MATERIAL:
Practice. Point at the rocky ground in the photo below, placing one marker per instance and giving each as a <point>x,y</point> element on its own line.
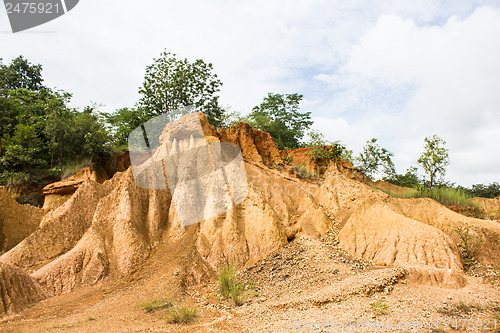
<point>329,253</point>
<point>307,282</point>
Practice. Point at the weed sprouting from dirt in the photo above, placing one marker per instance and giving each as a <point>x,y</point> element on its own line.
<point>152,305</point>
<point>444,195</point>
<point>379,308</point>
<point>181,315</point>
<point>230,287</point>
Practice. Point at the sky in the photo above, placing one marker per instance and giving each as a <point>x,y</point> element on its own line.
<point>395,70</point>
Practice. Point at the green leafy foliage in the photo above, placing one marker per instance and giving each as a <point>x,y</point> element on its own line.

STATED EXERCISE: Please transcribe the part of the entries that begins with the line containing "Practice. Point at the sky" and runs through the end of the entries, keeping every line unchanged.

OUTPUT OF THE EXERCISE:
Practice. Point at the sky in the photo above, placing one marker per instance and giving each as a <point>x,y</point> element on its own line.
<point>395,70</point>
Practice. Point at the green leafy foliage in the photo above, placing one marker per instance and giving each as a <point>x,y</point> element on its own line.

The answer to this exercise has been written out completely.